#### GOAL:
The lines to extract start at the one containing "Would you mind marking the dark sky" and end with the last line; give them exactly and nothing more.

#### Rows from a pointing dataset:
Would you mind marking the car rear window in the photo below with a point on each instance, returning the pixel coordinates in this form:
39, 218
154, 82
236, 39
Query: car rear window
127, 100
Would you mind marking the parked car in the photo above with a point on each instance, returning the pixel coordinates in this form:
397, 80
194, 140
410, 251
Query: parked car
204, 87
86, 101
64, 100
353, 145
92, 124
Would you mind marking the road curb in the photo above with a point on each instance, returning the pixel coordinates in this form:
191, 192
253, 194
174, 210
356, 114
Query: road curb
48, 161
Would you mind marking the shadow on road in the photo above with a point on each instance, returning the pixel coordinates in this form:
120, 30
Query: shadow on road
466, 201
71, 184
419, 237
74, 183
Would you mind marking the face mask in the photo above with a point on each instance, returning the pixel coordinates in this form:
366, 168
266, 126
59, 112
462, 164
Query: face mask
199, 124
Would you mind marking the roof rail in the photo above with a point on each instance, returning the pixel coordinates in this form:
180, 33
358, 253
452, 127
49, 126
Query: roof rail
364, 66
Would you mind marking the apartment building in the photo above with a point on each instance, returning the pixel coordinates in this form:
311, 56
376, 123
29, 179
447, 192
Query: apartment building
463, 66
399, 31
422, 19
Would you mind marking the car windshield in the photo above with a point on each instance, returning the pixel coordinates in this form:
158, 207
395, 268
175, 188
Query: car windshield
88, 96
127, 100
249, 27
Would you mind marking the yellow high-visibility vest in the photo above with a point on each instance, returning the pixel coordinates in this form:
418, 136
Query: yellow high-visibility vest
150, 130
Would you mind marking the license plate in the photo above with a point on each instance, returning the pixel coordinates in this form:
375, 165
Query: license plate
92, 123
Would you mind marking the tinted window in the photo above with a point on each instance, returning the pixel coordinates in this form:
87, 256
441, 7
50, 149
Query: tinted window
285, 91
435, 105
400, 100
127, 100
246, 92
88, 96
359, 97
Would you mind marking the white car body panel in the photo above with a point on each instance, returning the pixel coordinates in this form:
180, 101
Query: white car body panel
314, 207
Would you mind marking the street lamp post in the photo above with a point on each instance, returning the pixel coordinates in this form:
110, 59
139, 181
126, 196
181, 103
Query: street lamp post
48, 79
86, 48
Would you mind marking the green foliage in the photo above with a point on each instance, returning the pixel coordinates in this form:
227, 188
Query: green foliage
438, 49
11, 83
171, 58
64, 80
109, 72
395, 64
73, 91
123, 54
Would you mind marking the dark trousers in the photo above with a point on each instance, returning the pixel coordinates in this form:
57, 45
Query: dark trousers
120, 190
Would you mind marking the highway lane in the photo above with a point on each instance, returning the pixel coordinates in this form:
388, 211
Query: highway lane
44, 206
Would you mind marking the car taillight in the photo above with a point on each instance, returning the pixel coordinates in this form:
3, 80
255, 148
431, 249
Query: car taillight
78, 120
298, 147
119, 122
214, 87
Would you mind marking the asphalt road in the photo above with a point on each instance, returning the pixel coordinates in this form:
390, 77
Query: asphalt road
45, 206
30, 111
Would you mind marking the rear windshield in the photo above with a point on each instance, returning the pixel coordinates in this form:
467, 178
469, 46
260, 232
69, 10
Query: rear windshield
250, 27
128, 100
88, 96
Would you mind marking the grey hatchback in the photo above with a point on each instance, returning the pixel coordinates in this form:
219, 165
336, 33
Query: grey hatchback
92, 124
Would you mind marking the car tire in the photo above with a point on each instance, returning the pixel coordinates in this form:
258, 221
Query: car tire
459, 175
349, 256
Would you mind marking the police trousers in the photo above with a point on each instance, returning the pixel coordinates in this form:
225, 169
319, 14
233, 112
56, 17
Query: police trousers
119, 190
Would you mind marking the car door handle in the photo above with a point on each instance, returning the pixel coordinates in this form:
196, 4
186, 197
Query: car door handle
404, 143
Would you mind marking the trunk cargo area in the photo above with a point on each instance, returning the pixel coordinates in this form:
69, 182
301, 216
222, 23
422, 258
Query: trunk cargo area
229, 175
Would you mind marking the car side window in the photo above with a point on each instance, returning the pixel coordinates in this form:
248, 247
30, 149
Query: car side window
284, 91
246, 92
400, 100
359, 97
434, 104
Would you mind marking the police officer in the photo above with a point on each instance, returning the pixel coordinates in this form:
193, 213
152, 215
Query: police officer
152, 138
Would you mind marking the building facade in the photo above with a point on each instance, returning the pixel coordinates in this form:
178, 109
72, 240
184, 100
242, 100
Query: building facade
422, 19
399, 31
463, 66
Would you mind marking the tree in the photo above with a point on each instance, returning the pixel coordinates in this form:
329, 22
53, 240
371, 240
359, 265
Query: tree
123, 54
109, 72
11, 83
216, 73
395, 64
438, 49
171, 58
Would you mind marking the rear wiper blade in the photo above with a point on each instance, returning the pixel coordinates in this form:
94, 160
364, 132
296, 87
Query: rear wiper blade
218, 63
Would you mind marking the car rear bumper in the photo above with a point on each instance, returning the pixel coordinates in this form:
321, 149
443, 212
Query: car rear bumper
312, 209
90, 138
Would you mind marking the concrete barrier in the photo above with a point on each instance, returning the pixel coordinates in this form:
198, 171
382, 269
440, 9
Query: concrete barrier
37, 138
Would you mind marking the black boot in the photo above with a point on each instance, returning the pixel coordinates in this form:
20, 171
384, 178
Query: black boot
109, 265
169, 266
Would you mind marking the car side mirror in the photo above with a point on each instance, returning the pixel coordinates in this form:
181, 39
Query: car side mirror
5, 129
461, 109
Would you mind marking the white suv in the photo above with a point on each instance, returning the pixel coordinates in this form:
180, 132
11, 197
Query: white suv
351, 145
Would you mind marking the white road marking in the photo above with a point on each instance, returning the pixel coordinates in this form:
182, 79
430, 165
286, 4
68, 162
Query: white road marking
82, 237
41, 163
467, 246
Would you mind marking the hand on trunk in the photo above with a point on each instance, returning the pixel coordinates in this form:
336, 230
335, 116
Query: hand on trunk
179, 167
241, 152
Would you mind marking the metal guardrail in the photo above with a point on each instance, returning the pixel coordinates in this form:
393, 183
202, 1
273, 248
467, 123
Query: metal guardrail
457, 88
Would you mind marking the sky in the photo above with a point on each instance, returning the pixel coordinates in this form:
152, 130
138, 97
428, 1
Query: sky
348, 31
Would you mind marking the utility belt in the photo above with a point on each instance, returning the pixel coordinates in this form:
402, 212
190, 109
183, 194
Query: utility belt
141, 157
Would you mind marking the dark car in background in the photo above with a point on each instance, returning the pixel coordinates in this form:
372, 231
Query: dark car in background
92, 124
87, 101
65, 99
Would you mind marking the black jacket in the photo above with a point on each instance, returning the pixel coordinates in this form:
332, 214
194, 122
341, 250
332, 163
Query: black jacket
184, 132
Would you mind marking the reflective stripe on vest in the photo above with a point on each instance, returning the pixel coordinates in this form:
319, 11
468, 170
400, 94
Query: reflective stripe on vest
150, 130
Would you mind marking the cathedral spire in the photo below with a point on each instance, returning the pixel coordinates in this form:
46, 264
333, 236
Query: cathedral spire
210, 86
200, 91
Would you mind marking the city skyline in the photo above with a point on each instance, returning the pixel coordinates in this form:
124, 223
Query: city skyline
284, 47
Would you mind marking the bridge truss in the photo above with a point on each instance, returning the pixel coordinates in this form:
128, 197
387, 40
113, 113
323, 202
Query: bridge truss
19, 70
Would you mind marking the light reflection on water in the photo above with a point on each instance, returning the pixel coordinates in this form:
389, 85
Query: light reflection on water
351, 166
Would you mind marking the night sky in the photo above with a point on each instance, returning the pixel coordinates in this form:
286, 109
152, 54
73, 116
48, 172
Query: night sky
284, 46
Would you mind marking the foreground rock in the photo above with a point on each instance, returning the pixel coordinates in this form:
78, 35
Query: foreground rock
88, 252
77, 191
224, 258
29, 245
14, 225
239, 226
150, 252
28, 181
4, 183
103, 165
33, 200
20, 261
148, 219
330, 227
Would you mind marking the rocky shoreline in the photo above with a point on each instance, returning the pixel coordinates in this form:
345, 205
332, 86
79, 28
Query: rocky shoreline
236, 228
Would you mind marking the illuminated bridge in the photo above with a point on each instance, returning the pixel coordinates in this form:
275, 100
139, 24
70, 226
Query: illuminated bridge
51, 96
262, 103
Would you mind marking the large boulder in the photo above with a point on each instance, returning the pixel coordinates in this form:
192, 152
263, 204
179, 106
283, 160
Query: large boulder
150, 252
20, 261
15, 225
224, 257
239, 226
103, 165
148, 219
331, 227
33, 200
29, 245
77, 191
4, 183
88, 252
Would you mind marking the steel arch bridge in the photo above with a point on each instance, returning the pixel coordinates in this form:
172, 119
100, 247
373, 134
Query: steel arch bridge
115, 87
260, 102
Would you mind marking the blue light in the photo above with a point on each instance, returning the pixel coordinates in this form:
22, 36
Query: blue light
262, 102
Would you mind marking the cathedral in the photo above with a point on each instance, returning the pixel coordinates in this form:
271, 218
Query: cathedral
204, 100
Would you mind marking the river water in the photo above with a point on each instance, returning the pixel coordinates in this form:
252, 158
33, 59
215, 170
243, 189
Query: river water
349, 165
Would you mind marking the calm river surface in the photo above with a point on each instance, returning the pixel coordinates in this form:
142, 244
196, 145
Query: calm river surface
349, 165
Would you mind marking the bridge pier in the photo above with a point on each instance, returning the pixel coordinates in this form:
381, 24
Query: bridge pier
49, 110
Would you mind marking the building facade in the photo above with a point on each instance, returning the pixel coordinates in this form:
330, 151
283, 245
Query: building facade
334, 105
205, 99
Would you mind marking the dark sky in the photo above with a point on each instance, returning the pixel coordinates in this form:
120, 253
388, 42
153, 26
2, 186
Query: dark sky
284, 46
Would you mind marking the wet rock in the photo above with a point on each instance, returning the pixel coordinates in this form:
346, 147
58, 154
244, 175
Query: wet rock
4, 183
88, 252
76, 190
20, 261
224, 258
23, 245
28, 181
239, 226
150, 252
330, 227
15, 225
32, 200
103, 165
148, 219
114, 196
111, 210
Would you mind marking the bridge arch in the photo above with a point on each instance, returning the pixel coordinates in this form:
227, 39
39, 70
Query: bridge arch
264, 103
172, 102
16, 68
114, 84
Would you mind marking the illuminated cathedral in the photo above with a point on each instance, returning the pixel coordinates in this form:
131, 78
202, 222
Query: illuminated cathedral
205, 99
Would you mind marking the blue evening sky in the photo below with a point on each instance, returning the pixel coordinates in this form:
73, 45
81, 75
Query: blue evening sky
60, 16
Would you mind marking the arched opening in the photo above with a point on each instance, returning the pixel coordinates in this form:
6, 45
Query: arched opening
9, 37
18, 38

#### ANSWER BELOW:
Would you mind marking the dark sky in the photo above with a point on each instance, returning the pixel coordinates in this form:
120, 253
388, 42
153, 26
2, 186
Query: dark sky
284, 46
Would you mind marking the wet rock in the photo above with a point on each instance, returning the pixel coordinates in this form:
346, 147
58, 154
244, 175
Query: wet rock
4, 183
88, 252
76, 190
20, 261
224, 258
23, 245
28, 181
239, 226
150, 252
330, 227
15, 225
32, 200
103, 165
148, 219
114, 196
111, 210
Would you mind marking the bridge arch in the photo above with a point on each instance, returning the pixel coordinates in this form:
227, 39
39, 70
Query: bridge arch
264, 103
172, 102
16, 68
114, 84
Would you mind marking the illuminated cathedral in the photo above with a point on each instance, returning the pixel coordinates in this form:
131, 78
202, 222
Query: illuminated cathedral
205, 99
Would you mind marking the blue evening sky in the photo below with a point on each instance, returning the pixel coordinates in this form:
73, 45
81, 75
Query: blue evening sky
60, 16
Would you mind marking the arched opening in the photo above with a point on each instance, returning the pixel coordinates in this form:
6, 45
Query: arched opening
9, 37
18, 38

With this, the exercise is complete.